Según la versión oficial definitiva, una bandada de barnaclas canadienses había impactado contra los motores del avión dejando a éstos prácticamente inutilizados, lo que obligó al piloto, que acababa de despegar, a hacer un aterrizaje de emergencia. Gracias a la pericia de Sully, todos los pasajeros salieron ilesos del accidente. Decimos versión definitiva, porque durante la vista se cuestionó la decisión de posarse sobre el río por parte de autoridades, representantes de la compañía aérea y constructora del avión. Al fin y al cabo, se había perdido un avión que costaba más de 60 millones de dólares y los datos recogidos permitían entrever que se podría haber intentado un aterrizaje de emergencia en un aeropuerto cercano.
┄┄┄┄┄┄┄┄┄┄┄┄┄┄┄┄┄┄┄┄
### PROBLEMAS Y TAREAS
**a)** Responde a estas preguntas con los datos del texto sobre el accidente aéreo.
(i) ¿Qué aves impactaron contra los motores del avión?
(ii) ¿En qué estado salieron los pasajeros del accidente?
(iii) ¿Cuánto costaba el avión que se perdió?
**b)** Convierte en una lista breve el párrafo del texto sobre el accidente aéreo que empieza por «Según la versión oficial definitiva», conservando sus datos principales.

Entradas de datos recopiladas:
┄┄┄┄┄┄┄┄┄┄┄┄┄┄┄┄┄┄┄┄
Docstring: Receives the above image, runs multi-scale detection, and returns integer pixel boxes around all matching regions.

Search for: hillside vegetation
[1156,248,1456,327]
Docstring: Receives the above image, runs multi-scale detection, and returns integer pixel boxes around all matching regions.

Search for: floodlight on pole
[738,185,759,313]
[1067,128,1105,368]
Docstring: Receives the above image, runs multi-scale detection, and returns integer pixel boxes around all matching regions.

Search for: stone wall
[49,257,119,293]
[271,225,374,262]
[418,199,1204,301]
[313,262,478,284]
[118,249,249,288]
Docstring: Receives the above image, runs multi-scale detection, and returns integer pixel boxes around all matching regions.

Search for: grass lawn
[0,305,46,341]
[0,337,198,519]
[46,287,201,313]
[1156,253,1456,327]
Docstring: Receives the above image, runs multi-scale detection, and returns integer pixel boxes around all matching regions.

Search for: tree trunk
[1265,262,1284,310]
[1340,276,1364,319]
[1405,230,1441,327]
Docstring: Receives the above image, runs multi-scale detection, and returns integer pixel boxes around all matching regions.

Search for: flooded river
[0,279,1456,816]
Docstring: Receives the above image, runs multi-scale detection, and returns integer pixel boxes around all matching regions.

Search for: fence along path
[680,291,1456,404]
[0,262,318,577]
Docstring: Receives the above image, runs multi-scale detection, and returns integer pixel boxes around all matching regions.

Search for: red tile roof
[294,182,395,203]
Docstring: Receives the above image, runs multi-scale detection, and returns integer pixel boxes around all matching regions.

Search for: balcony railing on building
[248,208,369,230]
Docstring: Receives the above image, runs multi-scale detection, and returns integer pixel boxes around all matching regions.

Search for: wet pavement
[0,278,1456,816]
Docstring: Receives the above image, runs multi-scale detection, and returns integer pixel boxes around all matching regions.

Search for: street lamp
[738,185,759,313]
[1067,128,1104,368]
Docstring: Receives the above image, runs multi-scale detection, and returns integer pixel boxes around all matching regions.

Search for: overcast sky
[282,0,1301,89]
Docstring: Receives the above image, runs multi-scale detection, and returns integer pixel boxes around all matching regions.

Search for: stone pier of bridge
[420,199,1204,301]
┄┄┄┄┄┄┄┄┄┄┄┄┄┄┄┄┄┄┄┄
### RESPUESTAS DEL EJERCICIO
**a)**
(i) Una bandada de barnaclas canadienses.
(ii) Todos salieron ilesos.
(iii) Más de 60 millones de dólares.

**b)**
- Una bandada de barnaclas canadienses impactó contra los motores del avión y los dejó prácticamente inutilizados.
- El piloto, que acababa de despegar, tuvo que hacer un aterrizaje de emergencia.
- Gracias a la pericia de Sully, todos los pasajeros salieron ilesos.
- Durante la vista, las autoridades, representantes de la compañía aérea y la constructora del avión cuestionaron la decisión de posarse sobre el río.
- Se había perdido un avión de más de 60 millones de dólares.
- Los datos recogidos permitían entrever que podría haberse intentado un aterrizaje de emergencia en un aeropuerto cercano.